> [TEXT]
Airstrikes, ground forces try to dislodge insurgents

Associated Press
Published November 6, 2005


BAGHDAD, Iraq - About 3,500 U.S. and Iraqi troops backed by jets launched a major attack Saturday against an insurgent-held town near the Syrian border, seeking to dislodge al-Qaida and its allies and seal off a main route for foreign fighters entering the country.

U.S. officials describe the town of Husaybah as the key to controlling the volatile Euphrates River valley of western Iraq and dislodging al-Qaida in Iraq, led by Jordanian Abu Musab al-Zarqawi.

The U.S.-led operation includes about 1,000 Iraqi soldiers, and the offensive will serve as a major test of their capability to battle the insurgents, seen as essential to enabling Washington to draw down its 157,000-strong military presence.

Thunderous explosions shook Husaybah early Saturday as U.S. Marines and Iraqi scouts, recruited from pro-government tribes from the area, fought their way into western neighborhoods of the town, 200 miles northwest of Baghdad, residents said.

As fighting continued throughout the day, U.S. jets launched at least nine airstrikes, according to a U.S. Marine statement. The U.S. command said there were no reports of casualties among American or Iraqi forces.

However, the military said Saturday that three U.S. troops had been killed elsewhere in Iraq.

One soldier was killed Friday by small-arms fire south of Baghdad, and another died the same day when the vehicle in his patrol was hit by a mine near Habaniyah, 50 miles west of the capital. The third soldier was killed Saturday in a traffic accident in southern Iraq.

Those deaths raised to at least 2,045 the number of U.S. service members who have died since the beginning of the Iraq war in March 2003.

Also Saturday, five Iraqi police were killed and three wounded when a roadside bomb exploded in Baghdad, hospital officials said. And 11 members of a Kurdish Shiite family, including an infant, were killed and three wounded when gunmen sprayed their minibus with automatic weapons' fire northeast of Baghdad, police said.

The relatives were returning to their home in the Baghdad area after visiting a family cemetery near Balad Ruz, about 50 miles away. Shiite Muslims traditionally pay respects to their dead during the three-day Eid al-Fitr holiday, which marks the end of Ramadan and ends for most Shiites today.

The attack's motive was unclear, but tensions between Shiites and Sunnis have been on the rise in the area, with extremists from each community targeting the other.

U.S. commanders hope the Husaybah offensive, code-named "Operation Steel Curtain," will restore control of western Anbar province ahead of the parliamentary election Dec. 15 and enable Sunni Arabs there to vote.

> [WHAT YOU NEED TO DO]
**A.** Quote the passage of the Husaybah offensive article that begins with the words containing "The U.S.-led operation" and ends with "or Iraqi forces.".
**B.** In the Husaybah offensive article, what code name was given to the operation?
The material after this article comes from a separate source.

> [ENTRIES SHOWN]

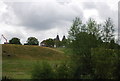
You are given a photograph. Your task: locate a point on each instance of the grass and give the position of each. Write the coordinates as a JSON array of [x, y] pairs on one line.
[[19, 60]]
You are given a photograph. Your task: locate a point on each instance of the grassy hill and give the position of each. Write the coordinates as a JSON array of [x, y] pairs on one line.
[[19, 60]]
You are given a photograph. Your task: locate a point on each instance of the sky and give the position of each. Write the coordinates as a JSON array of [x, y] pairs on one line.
[[45, 19]]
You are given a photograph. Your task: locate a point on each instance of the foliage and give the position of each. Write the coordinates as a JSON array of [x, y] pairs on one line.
[[15, 41], [64, 71], [108, 31], [43, 71], [75, 28], [32, 41], [104, 61], [48, 42], [93, 28]]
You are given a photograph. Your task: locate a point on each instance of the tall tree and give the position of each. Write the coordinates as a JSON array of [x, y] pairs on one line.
[[15, 40], [57, 41], [64, 41], [75, 28], [48, 42], [108, 30], [32, 41], [93, 28]]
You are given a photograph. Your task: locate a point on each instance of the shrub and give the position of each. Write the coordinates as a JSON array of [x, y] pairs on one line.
[[42, 71]]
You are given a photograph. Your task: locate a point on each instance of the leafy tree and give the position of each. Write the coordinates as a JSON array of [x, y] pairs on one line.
[[32, 41], [15, 41], [75, 28], [57, 41], [64, 41], [108, 30], [49, 42], [93, 28]]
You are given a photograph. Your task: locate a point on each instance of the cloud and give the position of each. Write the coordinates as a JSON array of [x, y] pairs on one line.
[[45, 18], [45, 14]]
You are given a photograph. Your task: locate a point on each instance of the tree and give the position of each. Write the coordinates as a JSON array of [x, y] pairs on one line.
[[75, 28], [15, 40], [108, 31], [32, 41], [57, 41], [93, 28], [64, 41], [48, 42]]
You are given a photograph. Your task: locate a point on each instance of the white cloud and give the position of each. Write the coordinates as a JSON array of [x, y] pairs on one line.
[[45, 18]]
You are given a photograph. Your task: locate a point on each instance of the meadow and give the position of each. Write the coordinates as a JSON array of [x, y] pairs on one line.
[[18, 60]]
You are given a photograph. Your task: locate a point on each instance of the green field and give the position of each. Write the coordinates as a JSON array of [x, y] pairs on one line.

> [ANSWERS GIVEN]
**A.**
The U.S.-led operation includes about 1,000 Iraqi soldiers, and the offensive will serve as a major test of their capability to battle the insurgents, seen as essential to enabling Washington to draw down its 157,000-strong military presence.

Thunderous explosions shook Husaybah early Saturday as U.S. Marines and Iraqi scouts, recruited from pro-government tribes from the area, fought their way into western neighborhoods of the town, 200 miles northwest of Baghdad, residents said.

As fighting continued throughout the day, U.S. jets launched at least nine airstrikes, according to a U.S. Marine statement. The U.S. command said there were no reports of casualties among American or Iraqi forces.

**B.** Operation Steel Curtain